What is required ▸
Without including any pictures, write out all the entries exactly.

Image boundary labeling items
##############################

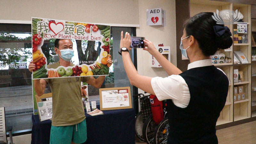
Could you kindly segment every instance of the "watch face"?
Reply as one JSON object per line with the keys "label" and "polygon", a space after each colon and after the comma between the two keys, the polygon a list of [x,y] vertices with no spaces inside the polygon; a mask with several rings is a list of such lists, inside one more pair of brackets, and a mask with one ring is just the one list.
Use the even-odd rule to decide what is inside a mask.
{"label": "watch face", "polygon": [[163,52],[163,49],[162,48],[160,48],[158,50],[158,51],[159,51],[159,52],[160,53]]}

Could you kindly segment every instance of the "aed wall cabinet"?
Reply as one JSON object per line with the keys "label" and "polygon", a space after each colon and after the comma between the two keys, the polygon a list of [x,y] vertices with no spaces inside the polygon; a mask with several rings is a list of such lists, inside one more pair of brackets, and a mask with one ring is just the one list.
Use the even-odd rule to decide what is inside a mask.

##############################

Response to the exercise ▸
Could you kindly segment every instance of the "watch face"?
Reply as one JSON object per line with the keys "label" and "polygon", a space after each colon and after the comma between the two keys, the polygon a list of [x,y] vertices with no spaces inside the polygon; a mask with several rings is a list of such lists, inside one more pair of brackets, and a mask with one ring is just the one list.
Use the even-odd rule to decide what is inside a mask.
{"label": "watch face", "polygon": [[163,52],[163,49],[162,48],[160,48],[158,50],[158,51],[159,51],[159,52],[160,53]]}

Could you kindly segment every instance of the "aed wall cabinet"?
Reply as one JSON object per line with the keys "label" and "polygon", a space after each colon and after the comma between the two keys, the polygon a list of [x,y] vertices with no spaces inside the polygon; a mask with several rings is a list of such lists, inside one more pair of brackets, and a mask with one ring is just the one list.
Use the even-odd rule to decide what is inside a mask.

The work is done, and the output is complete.